▶ _EXERCISE A_
Retype the rows exactly, starting at the first line of the rows and stopping after the line that contains "box: [547, 246, 650, 318]".
━━━━━ TEXT SECTION ━━━━━
The stock market has fallen dramatically in recent weeks, and is currently around 35% below its 52-week high. Even including today's 11% gain, it is still 20% below its level of just 30 days ago. What will this do to the San Francisco housing market?
Let's consider a hypothetical buyer who’s looking for a $700,000 condo. With solid credit and fully documented income, he should be able to purchase his condo with only $70,000 (i.e., 10%) down. I say 'only' $70,000, but that's a substantial amount of money. Most people with that kind of money will have a least some of it invested in the stock market. Let's say it's 50%. That's $35,000. Or rather, it was $35,000. In the last month, that $35,000 balance will have declined to around $28,000, meaning that our buyer now has only $63,000 to put down. Unless he has additional cash to cover his $7,000 loss, his maximum purchase price will now be $630,000, not $700,000.
━━━━━ THE DATA ━━━━━
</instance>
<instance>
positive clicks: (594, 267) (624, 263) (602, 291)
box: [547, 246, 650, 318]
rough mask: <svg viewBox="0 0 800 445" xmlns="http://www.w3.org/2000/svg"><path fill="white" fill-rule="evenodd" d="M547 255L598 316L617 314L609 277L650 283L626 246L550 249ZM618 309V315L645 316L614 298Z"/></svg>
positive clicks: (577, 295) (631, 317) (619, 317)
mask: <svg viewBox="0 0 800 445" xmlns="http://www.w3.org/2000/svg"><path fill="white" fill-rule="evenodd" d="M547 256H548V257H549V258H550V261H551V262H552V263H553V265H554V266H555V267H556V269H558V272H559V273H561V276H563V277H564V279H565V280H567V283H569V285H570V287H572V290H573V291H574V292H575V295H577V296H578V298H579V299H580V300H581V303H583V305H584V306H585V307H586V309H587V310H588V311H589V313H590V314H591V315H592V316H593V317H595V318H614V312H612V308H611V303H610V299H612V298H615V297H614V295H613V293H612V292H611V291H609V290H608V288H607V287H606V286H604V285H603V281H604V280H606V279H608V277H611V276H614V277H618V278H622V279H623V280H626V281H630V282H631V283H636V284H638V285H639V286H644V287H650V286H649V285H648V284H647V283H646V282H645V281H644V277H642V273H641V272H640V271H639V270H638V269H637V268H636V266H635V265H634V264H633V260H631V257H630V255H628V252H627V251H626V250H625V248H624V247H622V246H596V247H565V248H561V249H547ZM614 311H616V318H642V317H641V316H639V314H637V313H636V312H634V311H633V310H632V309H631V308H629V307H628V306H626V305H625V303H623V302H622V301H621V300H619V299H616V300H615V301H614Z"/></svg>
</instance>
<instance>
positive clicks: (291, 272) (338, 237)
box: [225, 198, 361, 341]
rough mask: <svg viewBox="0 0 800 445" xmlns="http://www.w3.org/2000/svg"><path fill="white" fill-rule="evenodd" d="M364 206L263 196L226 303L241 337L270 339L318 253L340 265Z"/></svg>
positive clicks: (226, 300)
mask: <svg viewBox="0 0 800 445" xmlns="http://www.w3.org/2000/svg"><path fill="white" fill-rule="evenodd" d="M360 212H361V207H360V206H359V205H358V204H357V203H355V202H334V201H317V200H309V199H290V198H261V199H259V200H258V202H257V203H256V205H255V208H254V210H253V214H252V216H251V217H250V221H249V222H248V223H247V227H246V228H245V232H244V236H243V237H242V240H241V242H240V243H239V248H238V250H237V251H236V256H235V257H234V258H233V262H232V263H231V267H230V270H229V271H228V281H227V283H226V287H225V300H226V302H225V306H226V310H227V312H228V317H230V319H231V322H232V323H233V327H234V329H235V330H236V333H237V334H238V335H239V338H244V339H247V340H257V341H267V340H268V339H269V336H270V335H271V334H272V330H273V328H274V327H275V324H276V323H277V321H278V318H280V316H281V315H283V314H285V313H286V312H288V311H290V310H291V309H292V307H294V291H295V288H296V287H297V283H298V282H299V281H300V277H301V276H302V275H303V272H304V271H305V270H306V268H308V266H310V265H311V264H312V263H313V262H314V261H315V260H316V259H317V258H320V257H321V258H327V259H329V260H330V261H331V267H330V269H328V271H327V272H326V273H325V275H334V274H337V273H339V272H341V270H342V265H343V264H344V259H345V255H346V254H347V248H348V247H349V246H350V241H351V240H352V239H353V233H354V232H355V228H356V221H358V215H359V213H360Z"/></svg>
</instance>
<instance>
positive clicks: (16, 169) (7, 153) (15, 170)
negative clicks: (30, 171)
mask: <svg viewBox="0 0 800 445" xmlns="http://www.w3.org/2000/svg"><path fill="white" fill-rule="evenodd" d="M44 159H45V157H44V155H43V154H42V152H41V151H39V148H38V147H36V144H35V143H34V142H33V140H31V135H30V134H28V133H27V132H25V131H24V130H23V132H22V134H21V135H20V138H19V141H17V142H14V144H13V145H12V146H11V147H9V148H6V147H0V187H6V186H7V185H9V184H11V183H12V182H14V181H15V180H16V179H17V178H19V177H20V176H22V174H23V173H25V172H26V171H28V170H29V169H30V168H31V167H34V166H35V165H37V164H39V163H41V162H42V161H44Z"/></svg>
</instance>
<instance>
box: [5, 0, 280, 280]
━━━━━
▶ _EXERCISE B_
In the passage on the stock market and San Francisco housing, begin at the words "Let's consider a" and stop after "be $630,000, not $700,000.", and write that stretch out again with "condo" swapped for "townhouse".

▶ _EXPECTED ANSWER A_
</instance>
<instance>
positive clicks: (594, 267) (624, 263) (602, 291)
box: [547, 246, 650, 318]

▶ _EXPECTED ANSWER B_
Let's consider a hypothetical buyer who’s looking for a $700,000 townhouse. With solid credit and fully documented income, he should be able to purchase his townhouse with only $70,000 (i.e., 10%) down. I say 'only' $70,000, but that's a substantial amount of money. Most people with that kind of money will have a least some of it invested in the stock market. Let's say it's 50%. That's $35,000. Or rather, it was $35,000. In the last month, that $35,000 balance will have declined to around $28,000, meaning that our buyer now has only $63,000 to put down. Unless he has additional cash to cover his $7,000 loss, his maximum purchase price will now be $630,000, not $700,000.